■ EXTRACTED TEXT ■
★ ★ ★ ★ ★

In a way, this family of algorithms represents the opposition to greedy algorithms, as it entails exploring all possible solutions. In dynamic programming, we solve a problem by decomposing it into a set of smaller subproblems, and then incrementally composing the solutions to these into solutions to larger problems. Importantly, to avoid computing the result of the same subproblem multiple times, we store or memoize results in order to avoid these unnecessary computations. Note, that another technique called tabulation also exists, which will not be covered.
Before getting into dynamic programming, it is essential that we understand the concept of recursion, as dynamic programming is simply somewhat of an optimization of this using memoization.
Recursion means to define a problem in terms of itself, which in programming relates to the process of a function calling itself. In such a process, the solution to one or more base cases are defined, from which the solution to larger problems are recursively defined. This might seem as pure gibberish, but fear not, we will learn by example momentarily. It is important to note that an iterative approach to dynamic programming also exists, which will not be covered.
Let’s define the Fibonacci sequence, which will serve as our example problem for a recursive algorithm:
A series of numbers, where each number is the sum of the two preceding numbers, i.e. 1, 1, 2, 3, 5, 8, 13, 21...
Based on this definition, we define a recursive algorithm for finding the nth Fibonacci number.
def fib(n)
if n == 1 or n == 2 # (1) base case
return 1
else
return fib(n - 2) + fib(n - 1) # (2) recursive step
In figure XX, we’ve build a tree, which represent the recursive function calls of the above algorithm, when looking for the 4th Fibonacci number, i.e. fib(4). Using this tree, we’ll go through one of the branches of the recursive algorithm.
Initially, we call the function with n = 4
, which means we go down the else-branch of our algorithm, in which we return the addition of the result of two new calls to the same function, i.e. our recursive step (step 2). To figure out the result of these two function calls, we look at each function call individually, which is represented by the second layer of our tree.
Let’s focus at the right side of the tree, represented by fib(3). We see the same behaviour, which results in a third layer. Looking at the two function calls in the third layer, we notice that both of these go down the if-branch of our algorithm, i.e. our base case for which we return 1.
We now know the solution to fib(1) and fib(2), which we can return to the function call in layer 2. This in turn means that we return the solution to fib(3) = fib(1) + fib(2) = 2, i.e. the solutions to the smallest problems, at the bottom of the tree, cascade to the top, giving us the solution to our initial function call.
If we look at the recursion tree of the previous implementation, we clearly see that the result of the same subproblem is calculated multiple times, which will results in an exponential-time algorithm. To exemplify the power of memoizing the result (caching), we will now see, how we can reduce a exponential-time algorithm, for finding the nth Fibonacci number, to a linear-time one.

★ ★ ★ ★ ★

■ RECORDS PROVIDED ■

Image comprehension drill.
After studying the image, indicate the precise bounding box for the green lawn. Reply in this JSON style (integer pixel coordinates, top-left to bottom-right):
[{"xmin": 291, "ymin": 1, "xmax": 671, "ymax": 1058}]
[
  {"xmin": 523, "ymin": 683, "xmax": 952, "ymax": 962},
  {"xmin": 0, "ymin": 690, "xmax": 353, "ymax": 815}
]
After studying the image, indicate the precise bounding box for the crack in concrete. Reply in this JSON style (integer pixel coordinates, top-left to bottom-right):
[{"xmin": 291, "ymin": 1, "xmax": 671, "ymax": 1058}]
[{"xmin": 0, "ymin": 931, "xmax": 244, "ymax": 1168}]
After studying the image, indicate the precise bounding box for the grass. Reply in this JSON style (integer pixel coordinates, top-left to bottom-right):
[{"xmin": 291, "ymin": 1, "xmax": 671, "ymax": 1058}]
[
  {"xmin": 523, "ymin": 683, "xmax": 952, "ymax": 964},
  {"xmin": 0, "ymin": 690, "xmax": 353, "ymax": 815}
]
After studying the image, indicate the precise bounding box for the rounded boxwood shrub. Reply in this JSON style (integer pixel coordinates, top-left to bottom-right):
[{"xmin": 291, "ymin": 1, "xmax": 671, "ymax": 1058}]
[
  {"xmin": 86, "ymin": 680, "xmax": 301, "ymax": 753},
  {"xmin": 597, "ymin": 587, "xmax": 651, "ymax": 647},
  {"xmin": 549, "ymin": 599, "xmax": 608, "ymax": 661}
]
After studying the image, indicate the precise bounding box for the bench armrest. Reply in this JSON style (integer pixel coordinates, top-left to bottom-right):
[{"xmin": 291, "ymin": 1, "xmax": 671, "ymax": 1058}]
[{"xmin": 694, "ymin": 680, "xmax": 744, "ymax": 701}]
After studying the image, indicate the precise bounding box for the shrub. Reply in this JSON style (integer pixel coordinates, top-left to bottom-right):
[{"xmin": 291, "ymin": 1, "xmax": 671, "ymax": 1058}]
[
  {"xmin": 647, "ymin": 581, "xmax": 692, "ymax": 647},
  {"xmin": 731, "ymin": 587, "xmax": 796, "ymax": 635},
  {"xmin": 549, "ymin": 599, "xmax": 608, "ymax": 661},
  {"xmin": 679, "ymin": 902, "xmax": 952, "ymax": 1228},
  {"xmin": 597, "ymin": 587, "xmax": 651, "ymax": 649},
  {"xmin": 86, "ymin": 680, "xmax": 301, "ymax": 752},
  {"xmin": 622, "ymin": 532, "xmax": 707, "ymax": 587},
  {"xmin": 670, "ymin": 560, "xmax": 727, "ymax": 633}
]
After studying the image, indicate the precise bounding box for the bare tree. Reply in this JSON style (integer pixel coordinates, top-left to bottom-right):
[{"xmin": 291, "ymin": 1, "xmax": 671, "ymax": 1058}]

★ ★ ★ ★ ★

■ STATED PROBLEM A ■
In the dynamic programming text, which Fibonacci number is the recursion tree built to find?
■ STATED PROBLEM B ■
Return the passage of the dynamic programming text from "We now know" to "initial function call.", copied word for word.
■ STATED PROBLEM C ■
Write the next part of the dynamic programming text, picking up after its last sentence.

■ EXERCISE RESPONSE A ■
The 4th Fibonacci number, fib(4).

■ EXERCISE RESPONSE B ■
We now know the solution to fib(1) and fib(2), which we can return to the function call in layer 2. This in turn means that we return the solution to fib(3) = fib(1) + fib(2) = 2, i.e. the solutions to the smallest problems, at the bottom of the tree, cascade to the top, giving us the solution to our initial function call.

■ EXERCISE RESPONSE C ■
Now, instead of computing the same result multiple times, we design an algorithm, in which we memoize the result of previous subproblems, which we can then reuse. A dynamic programming algorithm is designed in three steps:
- Define the subproblems in terms of the input.
- Identify the base case(s).
- Define the recursive step.
Let’s use these steps to define our algorithm. First, the subproblems comes naturally from the definition of the Fibonacci sequence, as the nth Fibonacci number is based on the two preceding numbers.
Second, to make the Fibonacci sequence work, we need to define the first two numbers, as the nth Fibonacci sequence is based on the two preceding numbers - we define fib(1) = 1
and fib(2) = 1
.
Finally, based on the definition of our subproblems, our recursive step is defined by the decomposition of the nth Fibonacci number, fib(n)
, i.e. fib(n) = fib(n - 2) + fib(n - 1)
, which we memoize to avoid computing the same result multiple times.
We now define our algorithm based on our initial design process:
cache = [] # (1) cache for memoization
def fib(n)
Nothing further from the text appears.